*Document passage:*

● ● ● ● ●

Specifically, the single best model network contains a directed edge linking Trait6 with Trait3, while this edge is absent from the structure after model averaging over the 100 best scoring networks. Clicking Display structure matrix displays the model averaging scores as well as the structure matrix. The structure matrix file can be downloaded and used in return sessions to BNW, allowing users to skip structure learning and more quickly use the model to make predictions.

In the model averaging scores, we can observe that most of the network edges in the model average network were found in all or nearly all of the 100 highest scoring networks. For example, edges from Geno2 to Traits 3 and 4 have posterior probabilities of 1. Also, the edge from Trait6 to Trait3 that was observed in the single highest scoring network has a posterior probability of 0.46, and it, therefore, falls just short of being included in the model averaged network structure.

3. Using the network structure to make predictions

To make predictions with the network, we will use the structure learned after model averaging of the top 100 highest scoring networks. First, we will use the model to compare the expected values for nodes in the network based on observed genotypes. For these predictions, we will use evidence mode when making predictions, which is the default behavior in BNW. The difference between evidence and intervention modes is discussed in the BNW FAQ page. To use the model to make predictions based on Geno1, click on one of the blue bars in the Geno1 node and enter 1 or 2 to indicate which genotype value should be used to predict the values of the other network nodes. In the figure below, Geno1 is outlined in red and state 2 has a 100% probability, indicating that the value of this node has been entered as evidence. The red lines in the figure show the predicted distributions of the nodes after this evidence is known and can be compared with the blue lines which show the distributions for variables using the original data.

If Geno1 has genotype 2, the value of Traits 1, 2, and 4 are expected to increase compared with the distribution for all data. Specifically, the mean value of Trait2 is expected to be near 1 for Geno1=2 data, while it is close to 0 when this evidence is not known. Traits 1 and 4 are also expected to increase, but the magnitude of this increase is not expected to be as large. Predicted distributions for the other nodes in the network, which are not descendants of Geno1, are expected to be close to the same as their original distributions, and, the red line covers the blue line for some nodes.

● ● ● ● ●

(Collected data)
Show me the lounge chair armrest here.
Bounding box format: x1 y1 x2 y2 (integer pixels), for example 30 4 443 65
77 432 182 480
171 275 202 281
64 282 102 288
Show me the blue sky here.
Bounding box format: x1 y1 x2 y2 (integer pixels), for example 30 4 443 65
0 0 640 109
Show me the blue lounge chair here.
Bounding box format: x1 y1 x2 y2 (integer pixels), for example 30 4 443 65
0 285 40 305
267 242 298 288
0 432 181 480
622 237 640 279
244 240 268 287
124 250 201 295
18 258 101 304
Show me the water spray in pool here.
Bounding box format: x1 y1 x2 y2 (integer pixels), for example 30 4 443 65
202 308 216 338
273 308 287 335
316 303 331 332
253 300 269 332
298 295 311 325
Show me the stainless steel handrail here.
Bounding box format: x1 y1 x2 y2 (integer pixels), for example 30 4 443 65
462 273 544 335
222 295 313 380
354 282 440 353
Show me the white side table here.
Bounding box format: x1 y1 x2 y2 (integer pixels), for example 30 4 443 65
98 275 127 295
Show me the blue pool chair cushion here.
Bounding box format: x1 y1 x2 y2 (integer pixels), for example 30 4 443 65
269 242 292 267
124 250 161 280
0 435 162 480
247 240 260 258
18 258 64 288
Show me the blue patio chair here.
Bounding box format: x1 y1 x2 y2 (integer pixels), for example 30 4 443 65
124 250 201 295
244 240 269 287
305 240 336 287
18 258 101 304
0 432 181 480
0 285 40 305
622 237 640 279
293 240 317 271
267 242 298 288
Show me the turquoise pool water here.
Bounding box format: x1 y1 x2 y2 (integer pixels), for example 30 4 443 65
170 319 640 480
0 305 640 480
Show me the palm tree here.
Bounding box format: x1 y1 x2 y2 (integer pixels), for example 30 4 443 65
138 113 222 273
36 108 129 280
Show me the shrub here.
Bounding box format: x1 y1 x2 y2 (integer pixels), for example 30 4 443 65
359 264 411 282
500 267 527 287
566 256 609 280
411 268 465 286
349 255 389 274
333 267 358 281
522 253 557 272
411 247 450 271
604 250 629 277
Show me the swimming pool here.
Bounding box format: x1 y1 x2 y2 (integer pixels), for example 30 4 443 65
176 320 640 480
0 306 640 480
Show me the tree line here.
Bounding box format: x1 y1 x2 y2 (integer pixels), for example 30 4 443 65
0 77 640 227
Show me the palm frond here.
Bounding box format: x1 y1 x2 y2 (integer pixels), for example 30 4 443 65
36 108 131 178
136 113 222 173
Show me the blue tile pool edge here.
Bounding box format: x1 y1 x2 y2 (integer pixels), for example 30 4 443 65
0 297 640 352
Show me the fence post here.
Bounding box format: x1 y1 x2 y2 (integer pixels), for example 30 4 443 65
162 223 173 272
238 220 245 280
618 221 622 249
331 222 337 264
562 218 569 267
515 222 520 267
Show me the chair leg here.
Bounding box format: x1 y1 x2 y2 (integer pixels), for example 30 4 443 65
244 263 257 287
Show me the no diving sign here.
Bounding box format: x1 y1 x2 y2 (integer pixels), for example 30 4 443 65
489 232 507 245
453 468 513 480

● ● ● ● ●

*Actions to take:*
• a. Answer these questions about the Bayesian network passage:
(i) What posterior probability does the edge from Trait6 to Trait3 have?
(ii) Which mode does BNW use by default when making predictions?
(iii) When Geno1 has genotype 2, what is the mean value of Trait2 expected to be near?
• b. Write the next part of the Bayesian network passage, picking up after its final sentence.

*Answers:*
• a.
(i) 0.46
(ii) Evidence mode
(iii) Near 1

• b.
To quantitatively assess the impact of this evidence on the network predictions, the View parameters button on the left menu can be selected. Clicking this button brings up a pop-up window with the network parameters (i.e., the probability distributions of the states of discrete nodes and the means and standard deviations of the Gaussian distributions for continuous nodes) for both the original data set and the data when considering the entered evidence.

Evidence for multiple nodes can be considered at the same time by clicking on a new node in the network and entering a value. Alternatively, users can select Clear evidence to reset the network to show the orignial distributions in a new tab.

Next, we will make predictions using the intervention mode. To use the prediction mode, click the button next to Intervention at the top of the page. The Selected mode tab on the left of the screan should now display Intervention. The effects of experimental intervention on Trait2 can be predicted by clicking on the blue line in the Trait2 node and entering a value for the variable. The figure below shows the network after setting Trait2 to a value of 1.5.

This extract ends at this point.